(Record extracts)

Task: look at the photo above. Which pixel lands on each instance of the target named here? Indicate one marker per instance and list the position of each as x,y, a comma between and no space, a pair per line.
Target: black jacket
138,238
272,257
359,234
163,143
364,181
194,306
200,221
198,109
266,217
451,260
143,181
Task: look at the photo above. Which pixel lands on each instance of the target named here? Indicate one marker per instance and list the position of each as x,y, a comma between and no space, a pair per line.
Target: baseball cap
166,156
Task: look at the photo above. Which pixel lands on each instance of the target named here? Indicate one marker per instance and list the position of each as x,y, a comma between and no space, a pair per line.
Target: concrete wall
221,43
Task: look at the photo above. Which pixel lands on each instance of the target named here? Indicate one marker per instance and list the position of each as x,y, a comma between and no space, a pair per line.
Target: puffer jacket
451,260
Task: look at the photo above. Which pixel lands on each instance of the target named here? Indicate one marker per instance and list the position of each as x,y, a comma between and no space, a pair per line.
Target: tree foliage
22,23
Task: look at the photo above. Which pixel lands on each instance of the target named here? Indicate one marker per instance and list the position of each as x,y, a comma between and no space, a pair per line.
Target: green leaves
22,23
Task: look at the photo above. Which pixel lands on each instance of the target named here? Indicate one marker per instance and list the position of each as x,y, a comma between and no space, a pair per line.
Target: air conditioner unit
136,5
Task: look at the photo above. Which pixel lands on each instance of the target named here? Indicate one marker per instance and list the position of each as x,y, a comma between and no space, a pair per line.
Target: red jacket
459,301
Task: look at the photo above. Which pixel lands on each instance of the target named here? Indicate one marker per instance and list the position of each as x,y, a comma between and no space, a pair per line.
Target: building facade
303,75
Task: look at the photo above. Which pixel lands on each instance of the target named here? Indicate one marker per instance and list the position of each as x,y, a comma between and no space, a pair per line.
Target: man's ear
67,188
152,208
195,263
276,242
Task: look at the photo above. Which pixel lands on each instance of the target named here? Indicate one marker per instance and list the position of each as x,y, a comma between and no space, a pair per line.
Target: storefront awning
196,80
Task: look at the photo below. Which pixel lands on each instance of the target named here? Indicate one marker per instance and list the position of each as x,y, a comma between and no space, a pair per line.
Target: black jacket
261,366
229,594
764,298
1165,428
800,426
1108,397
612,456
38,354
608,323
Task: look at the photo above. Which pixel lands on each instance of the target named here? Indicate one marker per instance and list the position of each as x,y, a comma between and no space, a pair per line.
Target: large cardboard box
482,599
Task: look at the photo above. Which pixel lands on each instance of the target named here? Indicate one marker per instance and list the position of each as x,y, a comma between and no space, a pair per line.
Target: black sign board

(End Record extracts)

■ What is needed ■
Output exactly the lines of the data that run from the one containing "Target: red jacket" to the very last line, and no others.

■ Solution below ■
Target: red jacket
459,301
Task: look at the photo above. Which pixel lands on each instance of the target named here? Indicate one marker per instance and list the position of each as x,y, a comma between and no space, a pair per line.
Target: building facade
303,75
Task: look at the photo above. Which pixel lands on each instance of the target named here? Indicate one marker per instance and list the position of each as x,y, a comma between and no space, a pair per line.
Target: man's ear
67,188
152,208
195,263
276,242
Task: look at the photo above. Which pixel lands on each instance of the target named here? Indicate one marker per instance and list the position of each as x,y, a comma between and no space, a pair per line.
Target: storefront awning
196,80
Task: look at the photo below. Which pixel lands on each instance of the target named here? Indicate one marker per instance and list the position of each as x,y, a comma between and no space, a pair per line.
Target: black jacket
261,366
229,594
764,298
1165,428
800,426
1108,397
612,456
38,354
608,323
Task: look at the photo above. Which pixel lands on each instance of the target named here? Indicate one marker per instance and list the position of each as x,y, a comma between and no space, a pair per line.
Target: large cardboard box
482,599
Task: look at the photo above. Which pixel lands on each instance of the target named here? Indicate one marker per instance and list the position of each as x,y, a comma between and no space, a pair per line.
Target: black sign board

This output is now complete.